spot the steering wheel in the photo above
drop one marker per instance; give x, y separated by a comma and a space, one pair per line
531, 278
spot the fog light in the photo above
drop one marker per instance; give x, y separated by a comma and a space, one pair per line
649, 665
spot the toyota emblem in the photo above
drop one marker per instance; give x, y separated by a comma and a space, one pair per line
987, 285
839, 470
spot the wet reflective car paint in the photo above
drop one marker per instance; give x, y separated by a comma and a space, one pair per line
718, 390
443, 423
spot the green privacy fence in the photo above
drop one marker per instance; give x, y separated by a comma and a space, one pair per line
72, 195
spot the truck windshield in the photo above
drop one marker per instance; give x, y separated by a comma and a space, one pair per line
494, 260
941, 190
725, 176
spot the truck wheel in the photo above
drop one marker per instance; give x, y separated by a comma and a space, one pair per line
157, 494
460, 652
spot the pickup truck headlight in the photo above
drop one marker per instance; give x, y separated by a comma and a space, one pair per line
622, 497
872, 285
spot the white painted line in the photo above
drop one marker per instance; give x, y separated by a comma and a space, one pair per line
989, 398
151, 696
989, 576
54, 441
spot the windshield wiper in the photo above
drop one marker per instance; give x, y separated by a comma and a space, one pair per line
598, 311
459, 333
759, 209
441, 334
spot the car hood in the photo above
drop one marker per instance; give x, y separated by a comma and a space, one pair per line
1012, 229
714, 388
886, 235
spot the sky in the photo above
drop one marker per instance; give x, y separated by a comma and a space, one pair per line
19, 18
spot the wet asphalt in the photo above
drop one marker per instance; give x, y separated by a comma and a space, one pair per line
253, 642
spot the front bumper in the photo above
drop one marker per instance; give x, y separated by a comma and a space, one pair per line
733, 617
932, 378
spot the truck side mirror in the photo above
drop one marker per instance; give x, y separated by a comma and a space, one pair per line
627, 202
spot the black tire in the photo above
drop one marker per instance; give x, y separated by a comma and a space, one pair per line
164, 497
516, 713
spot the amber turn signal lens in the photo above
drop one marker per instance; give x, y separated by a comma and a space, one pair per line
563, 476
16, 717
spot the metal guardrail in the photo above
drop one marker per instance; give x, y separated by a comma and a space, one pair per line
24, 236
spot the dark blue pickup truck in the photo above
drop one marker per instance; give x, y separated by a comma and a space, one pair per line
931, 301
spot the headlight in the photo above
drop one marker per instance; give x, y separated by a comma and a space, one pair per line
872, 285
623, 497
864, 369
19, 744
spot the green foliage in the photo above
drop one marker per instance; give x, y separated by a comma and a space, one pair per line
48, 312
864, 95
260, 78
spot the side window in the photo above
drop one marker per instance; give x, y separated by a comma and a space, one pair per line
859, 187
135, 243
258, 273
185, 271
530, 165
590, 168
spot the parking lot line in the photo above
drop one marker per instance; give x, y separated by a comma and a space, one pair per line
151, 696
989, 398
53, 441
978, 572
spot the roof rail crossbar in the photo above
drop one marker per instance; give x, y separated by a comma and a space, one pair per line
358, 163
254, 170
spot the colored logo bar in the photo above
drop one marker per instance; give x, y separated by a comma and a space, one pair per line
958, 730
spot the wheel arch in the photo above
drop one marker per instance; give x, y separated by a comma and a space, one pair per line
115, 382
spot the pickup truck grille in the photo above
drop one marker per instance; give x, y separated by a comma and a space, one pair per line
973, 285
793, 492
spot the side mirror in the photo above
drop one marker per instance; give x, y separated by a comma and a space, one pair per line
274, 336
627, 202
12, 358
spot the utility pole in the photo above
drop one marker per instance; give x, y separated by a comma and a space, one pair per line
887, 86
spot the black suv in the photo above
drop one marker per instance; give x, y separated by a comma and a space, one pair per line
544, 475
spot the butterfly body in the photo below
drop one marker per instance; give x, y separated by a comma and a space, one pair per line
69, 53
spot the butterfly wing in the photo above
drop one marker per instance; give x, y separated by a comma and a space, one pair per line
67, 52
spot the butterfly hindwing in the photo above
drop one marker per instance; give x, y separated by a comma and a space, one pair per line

┄┄┄┄┄┄┄┄┄┄┄┄┄┄┄┄┄┄┄┄

== Work required ==
Repeat all of the material above word for word, keeping every line in its original order.

== Solution ==
spot the steering wheel in the photo above
drop one marker per instance; give x, y separated by a comma and a space, one pair per line
531, 278
spot the fog light in the photo above
drop one marker per instance; give x, y separated by a comma and a space, one pair per line
649, 665
spot the toyota emblem in the photo above
drop one marker per instance; give x, y separated by a comma and a space, one pair per line
987, 285
839, 470
spot the wet reflective car paint in the photo above
drop one marker per instance; give x, y separated by a comma and a space, one pair per line
718, 390
443, 423
spot the green privacy fence in the photo above
drop one marker per instance; give x, y separated by a comma and a space, one pair per line
72, 195
spot the truck windshield in the photo above
drop one marker per instance; give x, y separated by a comma and a space, one pair per line
494, 260
941, 190
725, 176
spot the truck wheel in the photo above
drop one marker per instance; give x, y separated by a comma and a space, one pair per line
157, 494
460, 652
spot the pickup truck headlight in the photo above
drop one marker per instance; give x, y separated by a comma and a space, one pair per line
622, 497
872, 285
spot the white painted line in the photo above
drop one marker per instance; give x, y separated by a comma and a space, one pair per line
989, 398
151, 696
989, 576
54, 441
spot the windshield wiper in the photo above
drop one marker per instance; give x, y separated by a comma and a space, one pair per line
598, 311
459, 333
759, 209
441, 334
spot the car hood in the photo above
drop one marker per instance; give x, y separated by a comma and a space, one pair per line
1012, 229
714, 388
886, 235
spot the sky in the photo above
drop one marker per instance; give x, y separated by a comma and a space, one pair per line
19, 18
spot the wet asphalt in the photo above
drop one marker per instance; give x, y separated by a comma and a space, one pair per line
253, 642
spot the front bumper in the photo above
drop one marker per instance; give x, y separated by a comma and a space, one pair per line
733, 617
932, 378
spot the truck side mirror in the photo above
drop one marker per instance; give x, y separated by a comma and a space, one pair per line
627, 202
spot the black tire in the photo above
drop one marker per instance; give x, y separated by a comma and a space, one pair per line
164, 497
516, 713
spot the amber turn signal lens in the photo above
drop one marker per instance; give x, y separated by a comma and a space, one pair per line
563, 476
16, 717
spot the metal guardrail in the photo above
drop one marker per instance; give x, y separated by a comma and a space, one pair per line
24, 236
spot the dark blue pickup truck in the photo above
drop one marker per instance; give x, y separated by a comma and a space, one pair per line
931, 301
spot the headlight in the photo above
drop one marker per instance; give x, y separated by a comma and a space, one pair per line
872, 285
623, 497
864, 369
19, 744
spot the green foliage in the photo above
drop one marker per instance; give x, y separated by a comma and a space, one pair per line
48, 312
864, 95
260, 78
spot the side window in the photo above
drop one marker per instance; give x, y separated by a comma and a space, one pair per line
859, 187
135, 243
258, 273
185, 271
530, 165
590, 168
spot the parking lot line in the photo above
drop one marker per instance; give x, y separated by a comma and a space, one pair per line
151, 696
989, 398
53, 441
978, 572
spot the roof rail crossbar in the photo above
drop one marker per instance; give x, y separated by a comma and a space, one pair per line
358, 163
254, 170
spot the colored logo bar in the photo above
drop one marker per instance; give x, y separated by a comma and a space, one pair per line
958, 730
spot the wheel arch in the photo above
drop one marker per instance; give x, y separated by a comma and a space, one pair per line
115, 382
spot the pickup truck grille in the photo above
drop one marker per instance; give x, y separated by a comma and a space, one pair per line
973, 285
793, 492
spot the side mirror in the photo above
drop one marker per instance; give x, y separated by a comma and a space, one pair per line
274, 336
627, 202
12, 358
spot the utility pole in the photo above
drop one marker per instance; give x, y separated by a comma and a space, one pair per line
887, 86
spot the black suv in the photo above
drop one marker per instance; give x, y separated by a comma and a space, one pair per line
544, 475
spot the butterfly body in the photo below
drop one marker per instance; give x, y separated by a comma and a space, one pair per line
69, 53
spot the butterfly wing in the photo above
drop one marker per instance; give x, y separated by a comma and a space, one pair per line
67, 52
spot the butterfly hindwing in the photo above
drop one marker per instance; give x, y separated by a comma and a space, one pair per line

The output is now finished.